START Material for the task

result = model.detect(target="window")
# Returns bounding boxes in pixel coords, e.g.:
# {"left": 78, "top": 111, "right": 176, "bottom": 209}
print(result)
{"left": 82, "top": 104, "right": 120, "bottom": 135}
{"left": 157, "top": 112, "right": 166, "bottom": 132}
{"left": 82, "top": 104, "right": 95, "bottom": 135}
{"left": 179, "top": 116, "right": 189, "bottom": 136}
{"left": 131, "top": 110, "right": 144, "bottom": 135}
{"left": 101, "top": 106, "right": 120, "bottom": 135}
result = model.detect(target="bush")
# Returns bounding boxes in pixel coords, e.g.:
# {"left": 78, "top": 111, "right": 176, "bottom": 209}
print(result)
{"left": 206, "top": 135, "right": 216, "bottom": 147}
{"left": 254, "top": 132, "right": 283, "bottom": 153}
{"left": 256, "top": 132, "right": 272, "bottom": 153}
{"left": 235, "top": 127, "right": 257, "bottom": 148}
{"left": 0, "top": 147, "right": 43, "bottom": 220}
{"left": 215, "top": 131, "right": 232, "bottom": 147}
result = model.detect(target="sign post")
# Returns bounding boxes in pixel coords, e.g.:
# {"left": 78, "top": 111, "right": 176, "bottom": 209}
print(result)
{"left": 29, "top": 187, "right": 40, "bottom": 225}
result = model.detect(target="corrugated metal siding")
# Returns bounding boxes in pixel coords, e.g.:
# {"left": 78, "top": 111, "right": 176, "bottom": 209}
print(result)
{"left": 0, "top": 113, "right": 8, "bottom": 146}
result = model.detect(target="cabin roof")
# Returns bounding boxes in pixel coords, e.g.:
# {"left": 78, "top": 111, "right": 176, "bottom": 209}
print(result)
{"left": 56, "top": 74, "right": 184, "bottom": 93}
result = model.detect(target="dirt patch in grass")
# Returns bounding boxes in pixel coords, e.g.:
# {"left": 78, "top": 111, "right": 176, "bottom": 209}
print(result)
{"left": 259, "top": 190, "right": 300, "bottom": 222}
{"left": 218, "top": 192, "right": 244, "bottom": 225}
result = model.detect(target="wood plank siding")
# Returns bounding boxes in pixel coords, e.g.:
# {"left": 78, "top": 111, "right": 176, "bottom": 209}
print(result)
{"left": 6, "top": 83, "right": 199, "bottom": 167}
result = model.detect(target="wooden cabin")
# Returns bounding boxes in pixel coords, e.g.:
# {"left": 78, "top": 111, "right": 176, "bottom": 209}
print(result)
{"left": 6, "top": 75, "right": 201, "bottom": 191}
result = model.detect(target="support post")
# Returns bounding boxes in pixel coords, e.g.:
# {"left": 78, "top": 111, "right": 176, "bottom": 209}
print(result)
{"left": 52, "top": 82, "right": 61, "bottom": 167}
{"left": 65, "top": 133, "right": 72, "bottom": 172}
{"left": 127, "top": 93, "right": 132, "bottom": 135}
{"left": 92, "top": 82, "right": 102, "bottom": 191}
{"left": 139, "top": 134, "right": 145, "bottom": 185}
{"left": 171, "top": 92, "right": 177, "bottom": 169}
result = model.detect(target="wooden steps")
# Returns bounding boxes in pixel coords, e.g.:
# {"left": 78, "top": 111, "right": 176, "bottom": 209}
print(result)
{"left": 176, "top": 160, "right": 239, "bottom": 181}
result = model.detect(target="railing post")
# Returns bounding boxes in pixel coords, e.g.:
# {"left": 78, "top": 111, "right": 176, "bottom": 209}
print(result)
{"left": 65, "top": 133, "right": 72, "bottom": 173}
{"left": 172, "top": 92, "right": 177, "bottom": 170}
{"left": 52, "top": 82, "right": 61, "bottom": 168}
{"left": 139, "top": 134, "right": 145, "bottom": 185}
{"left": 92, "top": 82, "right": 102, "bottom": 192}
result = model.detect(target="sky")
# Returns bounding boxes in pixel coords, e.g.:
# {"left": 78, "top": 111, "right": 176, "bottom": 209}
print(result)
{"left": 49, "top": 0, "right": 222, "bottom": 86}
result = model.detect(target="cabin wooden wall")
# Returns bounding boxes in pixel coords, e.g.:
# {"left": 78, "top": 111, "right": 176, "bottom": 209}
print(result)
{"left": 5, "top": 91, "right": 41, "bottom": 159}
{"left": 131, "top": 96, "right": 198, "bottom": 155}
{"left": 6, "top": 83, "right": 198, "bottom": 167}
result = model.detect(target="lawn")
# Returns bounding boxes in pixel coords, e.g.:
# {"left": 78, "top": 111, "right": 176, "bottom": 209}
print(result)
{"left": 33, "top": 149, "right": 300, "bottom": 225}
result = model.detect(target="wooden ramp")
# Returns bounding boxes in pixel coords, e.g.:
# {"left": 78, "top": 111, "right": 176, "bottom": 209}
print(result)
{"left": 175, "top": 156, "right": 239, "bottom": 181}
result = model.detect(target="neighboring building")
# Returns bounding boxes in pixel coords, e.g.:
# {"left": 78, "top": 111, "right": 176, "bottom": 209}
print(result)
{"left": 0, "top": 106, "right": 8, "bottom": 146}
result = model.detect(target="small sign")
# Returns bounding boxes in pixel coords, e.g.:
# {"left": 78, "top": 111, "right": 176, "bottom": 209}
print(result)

END Material for the task

» Exercise goal
Print every line of the records above without a single difference.

» Task result
result = model.detect(target="window")
# Returns bounding boxes in pixel coords, e.g.:
# {"left": 78, "top": 111, "right": 176, "bottom": 209}
print(result)
{"left": 82, "top": 104, "right": 120, "bottom": 135}
{"left": 157, "top": 112, "right": 166, "bottom": 132}
{"left": 82, "top": 104, "right": 95, "bottom": 135}
{"left": 179, "top": 116, "right": 189, "bottom": 136}
{"left": 131, "top": 110, "right": 144, "bottom": 135}
{"left": 101, "top": 106, "right": 120, "bottom": 135}
result = model.detect(target="bush")
# Returns bounding boxes in pixel coords, e.g.:
# {"left": 78, "top": 111, "right": 176, "bottom": 209}
print(result)
{"left": 206, "top": 135, "right": 216, "bottom": 147}
{"left": 254, "top": 132, "right": 283, "bottom": 153}
{"left": 256, "top": 132, "right": 272, "bottom": 153}
{"left": 235, "top": 127, "right": 257, "bottom": 148}
{"left": 0, "top": 147, "right": 43, "bottom": 220}
{"left": 215, "top": 131, "right": 232, "bottom": 147}
result = model.detect(target="sign post")
# Returns bounding boxes in pixel coords, e.g.:
# {"left": 78, "top": 111, "right": 176, "bottom": 209}
print(result)
{"left": 29, "top": 187, "right": 40, "bottom": 225}
result = model.detect(target="corrugated metal siding")
# Returns bounding boxes in pixel coords, e.g.:
# {"left": 78, "top": 111, "right": 176, "bottom": 209}
print(result)
{"left": 0, "top": 113, "right": 8, "bottom": 146}
result = model.detect(target="cabin roof")
# Returns bounding boxes in pixel coords, e.g.:
# {"left": 78, "top": 111, "right": 176, "bottom": 209}
print(result)
{"left": 56, "top": 74, "right": 184, "bottom": 93}
result = model.detect(target="dirt patch in grass")
# Returns bounding boxes in pixel coords, e.g.:
# {"left": 78, "top": 111, "right": 176, "bottom": 209}
print(result)
{"left": 259, "top": 190, "right": 300, "bottom": 222}
{"left": 218, "top": 192, "right": 244, "bottom": 225}
result = model.detect(target="wood plank siding")
# Returns bounding boxes in pixel coords, e.g.:
# {"left": 78, "top": 111, "right": 176, "bottom": 209}
print(result)
{"left": 6, "top": 83, "right": 199, "bottom": 167}
result = model.detect(target="wooden cabin")
# Returns bounding boxes in pixel coords, e.g.:
# {"left": 78, "top": 111, "right": 176, "bottom": 209}
print(result)
{"left": 6, "top": 75, "right": 201, "bottom": 191}
result = model.detect(target="support post")
# Returns bounding boxes in pixel coords, e.g.:
# {"left": 78, "top": 111, "right": 176, "bottom": 209}
print(result)
{"left": 52, "top": 82, "right": 61, "bottom": 167}
{"left": 65, "top": 133, "right": 72, "bottom": 172}
{"left": 127, "top": 93, "right": 132, "bottom": 135}
{"left": 92, "top": 82, "right": 102, "bottom": 191}
{"left": 139, "top": 134, "right": 145, "bottom": 185}
{"left": 171, "top": 92, "right": 177, "bottom": 169}
result = model.detect(target="wooden steps")
# Returns bounding boxes in pixel coords, e.g.:
# {"left": 78, "top": 111, "right": 176, "bottom": 209}
print(result)
{"left": 176, "top": 160, "right": 239, "bottom": 181}
result = model.detect(target="railing post")
# Returns bounding boxes in pixel coords, e.g.:
# {"left": 78, "top": 111, "right": 176, "bottom": 209}
print(result)
{"left": 65, "top": 133, "right": 72, "bottom": 173}
{"left": 172, "top": 92, "right": 177, "bottom": 170}
{"left": 52, "top": 82, "right": 61, "bottom": 168}
{"left": 139, "top": 134, "right": 145, "bottom": 185}
{"left": 92, "top": 82, "right": 102, "bottom": 192}
result = model.detect(target="sky")
# Returns bounding boxes in pixel coords, e.g.:
# {"left": 78, "top": 111, "right": 176, "bottom": 209}
print(result)
{"left": 49, "top": 0, "right": 222, "bottom": 86}
result = model.detect(target="cabin wooden wall")
# Returns bounding boxes in pixel coords, e.g.:
# {"left": 78, "top": 111, "right": 176, "bottom": 209}
print(result)
{"left": 5, "top": 91, "right": 41, "bottom": 159}
{"left": 131, "top": 96, "right": 198, "bottom": 155}
{"left": 6, "top": 83, "right": 198, "bottom": 167}
result = model.detect(target="lawn")
# Returns bounding boxes in pixel coords, e.g.:
# {"left": 78, "top": 111, "right": 176, "bottom": 209}
print(result)
{"left": 33, "top": 149, "right": 300, "bottom": 225}
result = model.detect(target="wooden ramp")
# Returns bounding boxes in pixel coords, e.g.:
# {"left": 78, "top": 111, "right": 176, "bottom": 209}
print(result)
{"left": 175, "top": 156, "right": 239, "bottom": 181}
result = model.detect(target="neighboring building")
# Returns bounding boxes in pixel coords, e.g.:
# {"left": 78, "top": 111, "right": 176, "bottom": 209}
print(result)
{"left": 0, "top": 106, "right": 8, "bottom": 146}
result = model.detect(target="small sign")
# Returns bounding boxes in pixel coords, e.g.:
# {"left": 78, "top": 111, "right": 176, "bottom": 209}
print(result)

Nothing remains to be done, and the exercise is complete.